*EJERCICIOS PROPUESTOS*:
[A] Responde con lo que dice el fragmento del documento:
(i) ¿Hace cuántos años sumergió un cataclismo la Atlántida?
(ii) ¿Qué significa KALIYUGA?
(iii) ¿Qué grito de desesperación retumbó el día en que los textos quedaron consumidos para siempre?
[B] Copia de nuevo el listado desde la línea que contiene "Return the outline of every instance of the dark" hasta el final del listado, y reemplaza "whole pixels" por "integer pixels" sin tocar nada más.

Esos tres hombres, aunque parezcan estar muy distantes por el destino, la época y la mentalidad, están, en realidad, más allá de las contingencias humanas, unidos por lazos potentes y secretos. Los tres han debido luchar, para asentar su hegemonía espiritual y temporal, contra la Iglesia, enemiga de la púrpura imperial, reflejo de la majestad solar, y los tres, en su búsqueda desesperada, no han podido realizar sus místicos designios, y su trágico destino se apagó en un crepúsculo de sangre. La investigación del conocimiento perdido sigue abierta y el «asiento peligroso» de las novelas de la Tabla redonda sigue esperando a su «caballero loco y puro». Ni Federico II, emperador de las Alemanias, rey de los romanos, en su tentativa suprema de reencontrar, a la luz de la inteligencia, el Sol de los alquimistas, el «León rojo» de los filósofos, ni el gran Napoleón, en su búsqueda heroica y guerrera en torno del Zodíaco, semejante al águila del apocalipsis, ni por último Hitler, ese nuevo Galaad wagneriano, vagando en pos de un GRIAL inaccesible y del Sol negro, lograron encontrar la luz ocultada desde que un terrible cataclismo sumergió, hace diez mil años, la Atlántida y su capital Poseidonis bajo las olas tumularias del Océano.

Si, no obstante, el tesoro espiritual legado antaño por la «raza divina» de los «hombres de Thule» no se perdió gracias a las primeras dinastías solares de Egipto, su mensaje se hizo poco a poco ininteligible para los hombres desposeídos y los textos truncados y degradados quedaron consumidos para siempre el día que retumbó este grito de desesperación: «¡El Gran Pan ha muerto!»
Así, el Sol de los vivos ha desaparecido y sólo queda, en este día, el Sol de los muertos. Sin embargo, según el calendario del Universo inscrito en el Zodíaco, nuestra era actual, dominada por el signo de PISCIS, debería terminar pronto para dar paso a la era de ACUARIO, o del «copera de los dioses», Ganimedes, raptado por el águila de Zeus (Júpiter). Después de esta última fase, los acontecimientos han de precipitarse, y si nos aproximamos verdaderamente al final del ciclo terrestre actual, el que los hindúes, en su sabiduría milenaria, denominan KALIYUGA (que significa el triunfo de Kali, diosa de la Muerte y del Sexo), es decir, la edad de hierro, que sucede a las edades de oro, de plata y de bronce, la destrucción de nuestro viejo mundo podría tornarse una solución a considerar sin despecho, si es cierto que en Oriente, lugar donde se levanta el Sol, bien lejos de la pequeña Palestina, aparece un resplandor rojo, anunciador de una nueva aurora.

China, el Imperio celeste, dragón adormecido desde hace mil años, ha despertado bruscamente, inflamada por el SOL ROJO de Mao Tsé-tung, y la Revolución china amenaza bastante con poner pronto término a la era de Piscis. Esa llama, encendida en la hoguera de la revuelta del Espíritu, ¿habrá de abrasar a todo el planeta?

*Elementos de datos*:
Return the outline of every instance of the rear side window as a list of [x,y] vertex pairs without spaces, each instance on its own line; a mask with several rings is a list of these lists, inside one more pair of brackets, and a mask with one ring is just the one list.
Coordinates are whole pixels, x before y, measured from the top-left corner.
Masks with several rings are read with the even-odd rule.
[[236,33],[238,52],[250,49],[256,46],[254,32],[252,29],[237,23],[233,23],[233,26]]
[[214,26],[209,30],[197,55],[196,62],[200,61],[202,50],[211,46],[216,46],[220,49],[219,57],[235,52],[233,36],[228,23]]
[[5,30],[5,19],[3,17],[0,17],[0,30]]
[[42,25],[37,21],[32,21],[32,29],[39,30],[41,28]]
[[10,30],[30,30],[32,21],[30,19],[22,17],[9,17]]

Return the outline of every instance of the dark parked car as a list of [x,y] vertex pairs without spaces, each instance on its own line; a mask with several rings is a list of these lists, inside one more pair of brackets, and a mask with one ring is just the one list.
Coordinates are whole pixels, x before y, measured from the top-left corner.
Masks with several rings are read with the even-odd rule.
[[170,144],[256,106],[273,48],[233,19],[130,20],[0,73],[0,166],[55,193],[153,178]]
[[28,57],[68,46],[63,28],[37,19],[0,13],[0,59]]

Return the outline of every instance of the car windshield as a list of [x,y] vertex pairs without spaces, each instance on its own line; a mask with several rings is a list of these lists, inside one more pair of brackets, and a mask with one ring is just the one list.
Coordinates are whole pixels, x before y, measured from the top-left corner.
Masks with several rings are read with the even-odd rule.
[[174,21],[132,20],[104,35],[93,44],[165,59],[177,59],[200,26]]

*RESPUESTAS*:
[A]
(i) Hace diez mil años.
(ii) El triunfo de Kali, diosa de la Muerte y del Sexo.
(iii) «¡El Gran Pan ha muerto!»

[B]
Return the outline of every instance of the dark parked car as a list of [x,y] vertex pairs without spaces, each instance on its own line; a mask with several rings is a list of these lists, inside one more pair of brackets, and a mask with one ring is just the one list.
Coordinates are integer pixels, x before y, measured from the top-left corner.
Masks with several rings are read with the even-odd rule.
[[170,144],[256,106],[273,48],[233,19],[130,20],[0,73],[0,166],[55,193],[153,178]]
[[28,57],[68,46],[63,28],[37,19],[0,13],[0,59]]

Return the outline of every instance of the car windshield as a list of [x,y] vertex pairs without spaces, each instance on its own line; a mask with several rings is a list of these lists, inside one more pair of brackets, and a mask with one ring is just the one list.
Coordinates are integer pixels, x before y, measured from the top-left corner.
Masks with several rings are read with the even-odd rule.
[[174,21],[132,20],[104,35],[93,44],[165,59],[177,59],[200,26]]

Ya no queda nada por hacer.